▸ **Passage to read**:
>> START
Grung Cleric: Weaponizing Poison For Divine Magic
Grung clerics are weird. A frog-folk with poisonous skin shouldn’t mesh well with divine magic, yet the combination offers genuine tactical advantages if you’re willing to work around some painful restrictions. The real trick is building around poison as a secondary benefit rather than your primary defense, while leveraging the cleric’s spell list to do what grungs do best: control the battlefield from unexpected angles.
Rolling poison saves against your enemies feels appropriately sinister when you’re using a Dark Heart Dice Set to track damage.
Why Grung Works (and Doesn’t) for Clerics
Grung appeared in One Grung Above and later Tomb of Annihilation, bringing a racial poison ability that affects any creature you touch or that touches you. This creates an interesting dynamic for clerics who often find themselves in melee range. Your poison skin becomes a defensive tool that punishes enemies attempting to strike you, while your standing leap gives you mobility that most clerics lack.
The mechanical reality is more complicated. Grung receive +2 Dexterity and +1 Constitution—neither of which directly benefits a Wisdom-based spellcaster. You’re essentially building against your racial strengths. The Constitution bonus helps your concentration checks, and high Dexterity improves your AC if you wear light or medium armor, but you’re not getting the Wisdom boost that makes cleric builds shine.
Then there’s the amphibious requirement. Grung must submerge themselves in water for at least one hour per day or suffer exhaustion. This creates logistical problems in dungeons, deserts, and most indoor environments. Your DM’s willingness to work with this limitation determines whether your character becomes a creative challenge or a constant headache.
Building Your Grung Cleric Mechanically
Start with Wisdom as your highest ability score despite lacking racial bonuses. Use point buy or standard array to place 15 in Wisdom before racial modifiers, then 14 in Dexterity to maximize your AC. The +1 Constitution from your racial bonus brings that to 14 as well, improving your concentration saves. You’ll start with 16 AC wearing scale mail and a shield, or 17 AC if you choose a domain that grants heavy armor proficiency.
Your poison skin ability (Poisonous Skin) requires melee attackers to make a DC 12 Constitution save or become poisoned for one minute. This doesn’t scale with level or any ability modifier—it’s a flat DC 12. Against low-level enemies, this creates a meaningful deterrent. Against higher-level threats with strong Constitution saves, it becomes nearly irrelevant. The ability works best as a defensive tool when you’re forced into melee, not as your primary combat strategy.
Standing Leap is your real asset. You can long jump 25 feet and high jump 15 feet without a running start. This gives you battlefield mobility that most clerics lack, allowing you to reposition without spending extra movement. You can leap over enemies to reach fallen allies, jump to elevated positions for better spell targeting, or escape grapples with ease. This mobility compensates somewhat for your lack of heavy armor speed reduction—if you’re wearing chainmail, your base 25-foot speed gets reduced to 15 feet, but your leaps still cover ground effectively.
>> END
▸ **Stored records**:
>> START
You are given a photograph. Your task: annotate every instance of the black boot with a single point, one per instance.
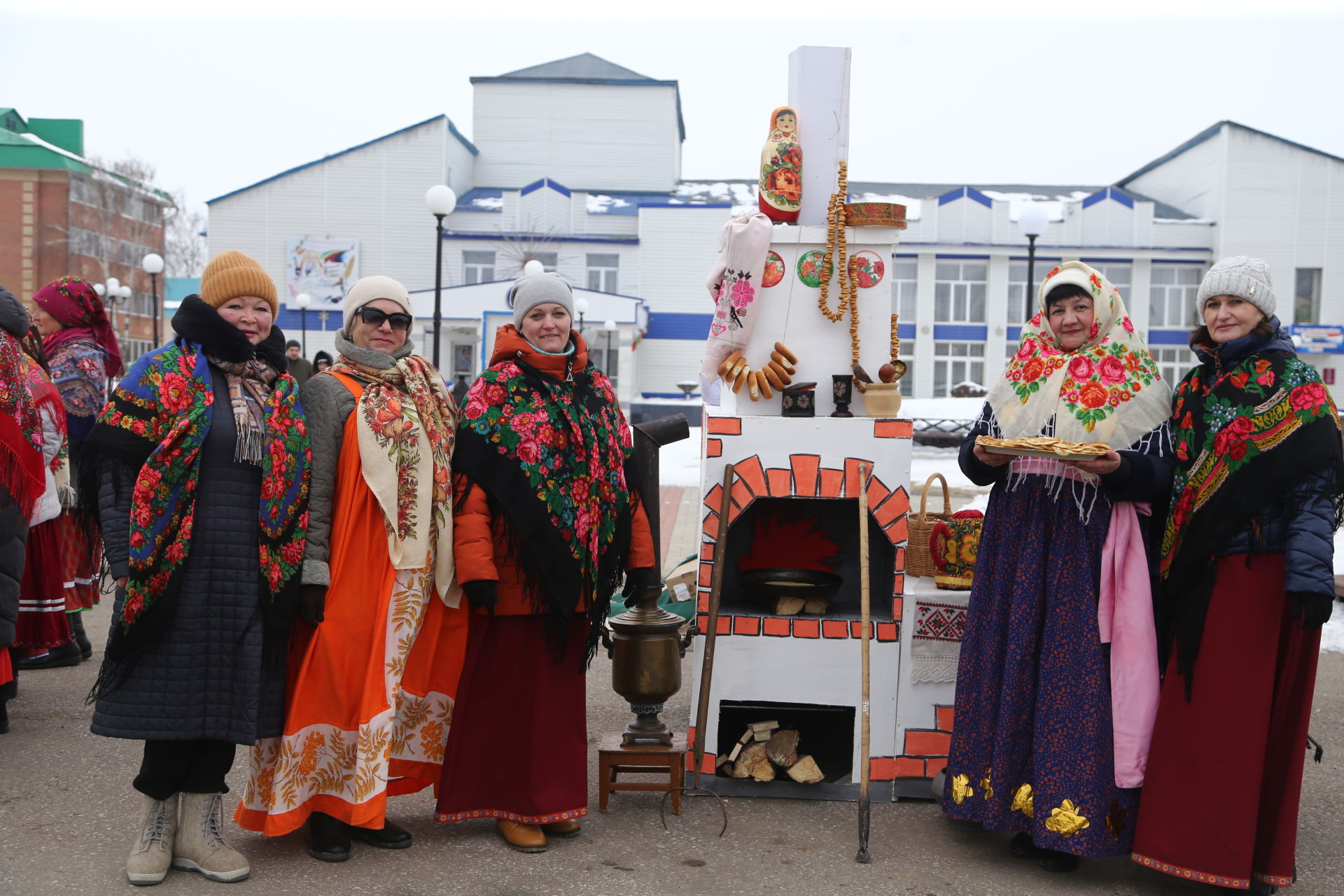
(387, 837)
(328, 839)
(81, 638)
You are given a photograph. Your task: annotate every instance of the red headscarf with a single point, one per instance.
(78, 309)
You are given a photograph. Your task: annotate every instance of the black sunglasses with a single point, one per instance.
(375, 317)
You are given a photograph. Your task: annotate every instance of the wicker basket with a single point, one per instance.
(918, 556)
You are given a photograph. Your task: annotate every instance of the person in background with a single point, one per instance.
(299, 365)
(202, 464)
(84, 356)
(1247, 580)
(378, 653)
(1046, 745)
(22, 481)
(546, 527)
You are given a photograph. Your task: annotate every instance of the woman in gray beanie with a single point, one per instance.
(1247, 582)
(546, 524)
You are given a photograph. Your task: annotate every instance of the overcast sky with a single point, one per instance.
(945, 93)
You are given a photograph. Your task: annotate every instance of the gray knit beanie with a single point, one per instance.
(537, 289)
(1243, 277)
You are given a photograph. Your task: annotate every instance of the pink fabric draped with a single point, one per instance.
(1126, 620)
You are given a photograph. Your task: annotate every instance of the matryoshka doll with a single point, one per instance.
(781, 168)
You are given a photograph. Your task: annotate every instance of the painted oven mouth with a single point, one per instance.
(836, 582)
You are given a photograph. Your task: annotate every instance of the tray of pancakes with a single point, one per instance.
(1044, 447)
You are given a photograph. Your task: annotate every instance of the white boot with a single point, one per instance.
(151, 855)
(201, 846)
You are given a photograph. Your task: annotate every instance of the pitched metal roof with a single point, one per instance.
(1210, 132)
(584, 66)
(452, 130)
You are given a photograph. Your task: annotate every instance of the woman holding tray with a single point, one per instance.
(1058, 676)
(1247, 580)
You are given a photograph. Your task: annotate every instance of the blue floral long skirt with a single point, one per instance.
(1032, 746)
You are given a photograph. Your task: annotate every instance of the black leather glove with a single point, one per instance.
(312, 603)
(1312, 609)
(482, 594)
(636, 582)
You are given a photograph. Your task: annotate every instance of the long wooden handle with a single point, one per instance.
(866, 620)
(721, 546)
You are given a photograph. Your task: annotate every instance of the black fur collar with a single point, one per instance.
(202, 324)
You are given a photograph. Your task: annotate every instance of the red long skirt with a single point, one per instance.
(1225, 770)
(42, 592)
(518, 748)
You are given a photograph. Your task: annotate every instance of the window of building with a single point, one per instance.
(958, 292)
(477, 266)
(1174, 362)
(955, 363)
(905, 276)
(603, 269)
(1307, 296)
(1018, 300)
(1171, 298)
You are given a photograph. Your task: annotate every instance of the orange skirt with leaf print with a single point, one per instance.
(371, 688)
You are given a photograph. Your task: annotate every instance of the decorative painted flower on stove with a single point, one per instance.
(961, 789)
(1066, 821)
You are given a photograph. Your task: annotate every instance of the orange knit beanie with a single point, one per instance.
(232, 274)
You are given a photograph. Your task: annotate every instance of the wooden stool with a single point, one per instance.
(615, 760)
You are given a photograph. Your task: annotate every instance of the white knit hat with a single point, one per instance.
(537, 289)
(1242, 277)
(369, 289)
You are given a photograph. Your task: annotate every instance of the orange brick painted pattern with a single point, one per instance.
(927, 743)
(806, 628)
(752, 473)
(832, 484)
(806, 473)
(780, 482)
(906, 767)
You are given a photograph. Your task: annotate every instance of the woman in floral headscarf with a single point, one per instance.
(84, 356)
(1058, 675)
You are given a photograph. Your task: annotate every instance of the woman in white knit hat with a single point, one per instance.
(379, 648)
(1246, 583)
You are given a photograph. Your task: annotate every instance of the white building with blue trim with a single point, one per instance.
(577, 163)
>> END
▸ **Problem requirements**:
Pick up the grung cleric guide after its final sentence and write the next part.

▸ **Result of the exercise**:
Best Cleric Domains for Grung
Nature Domain synergizes best with grung’s amphibious nature and creates thematic consistency. You gain heavy armor proficiency, druid cantrips, and abilities that play to battlefield control. Divine Strike adds poison damage at 8th level, stacking thematically with your racial poison (though they use different mechanics). Nature Domain’s Channel Divinity lets you charm animals and plants—useful when operating in swamps and jungles where grung naturally thrive. The downsides are minimal: you’re still not optimized for Wisdom, but at least your concept holds together.
War Domain offers heavy armor and martial weapon proficiency, turning your grung into a surprisingly durable skirmisher. War Priest lets you make bonus action attacks, and your leap ability means you can close distance, strike, and potentially trigger your poison skin if enemies retaliate. You’re essentially playing a mobile tank who punishes enemies for hitting back. This build leans into Dexterity-based weapons like rapiers or hand crossbows while using your Wisdom for spellcasting.
Life Domain gives you the heaviest armor and the best healing output in the game, but it doesn’t synergize with grung’s mechanical identity. You’re building a healer who has poison skin—a combination that feels mechanically disconnected. It works if your table needs healing and you want to play grung for roleplay reasons, but you’re not taking advantage of your racial abilities. Your leap becomes useful for reaching downed allies quickly, which is something.
Tempest Domain creates a weird but functional elemental controller. You get heavy armor and martial weapons, plus the ability to maximize lightning or thunder damage spells. Your grung becomes a storm-calling frog who can leap into the air and call down lightning. Mechanically sound, thematically bizarre. Wrath of the Storm punishes melee attackers with lightning or thunder damage, stacking with your poison skin to make you extremely dangerous to strike in melee. This build requires committing to the chaos.
Recommended Feats for Grung Clerics
Resilient (Wisdom) shores up your primary spellcasting stat and improves Wisdom saving throws. Since grung don’t get a Wisdom bonus, this feat brings you to 16 Wisdom at 4th level and rounds out a defensive weakness. Wisdom saves protect against common spells like Hold Person and Dominate Person—effects that can take you out of combat entirely.
The Dawnblade Ceramic Dice Set matches the divine radiance clerics channel, even when they’re mechanically unconventional picks like grung.
War Caster becomes essential if you’re wielding a weapon and shield. You’ll want to maintain concentration on spells like Spirit Guardians or Bless, and enemies will target you specifically because you’re a small, seemingly fragile frog. War Caster gives you advantage on concentration saves and lets you cast spells as opportunity attacks. Combined with your leap mobility, you can jump away from enemies, provoke opportunity attacks, and respond with Inflict Wounds or other touch spells.
Mobile pairs well with grung’s natural leap ability. You increase your speed by 10 feet (bringing your base to 35) and can avoid opportunity attacks from creatures you attack. This turns you into an extremely slippery cleric who can leap in, attack, and leap out without retaliation. The Mobile feat compensates for heavy armor’s speed reduction and makes your positioning much safer.
Handling the Water Dependency
The one-hour daily water submersion requirement becomes your primary logistical challenge. Work with your DM to establish reasonable accommodations. Carry a large watertight barrel or portable tub that you can fill during long rests. In cities, find public baths or rivers. In dungeons, seek out wells, cisterns, or underground streams. Some DMs waive this requirement as unnecessarily punitive; others enforce it as a meaningful limitation.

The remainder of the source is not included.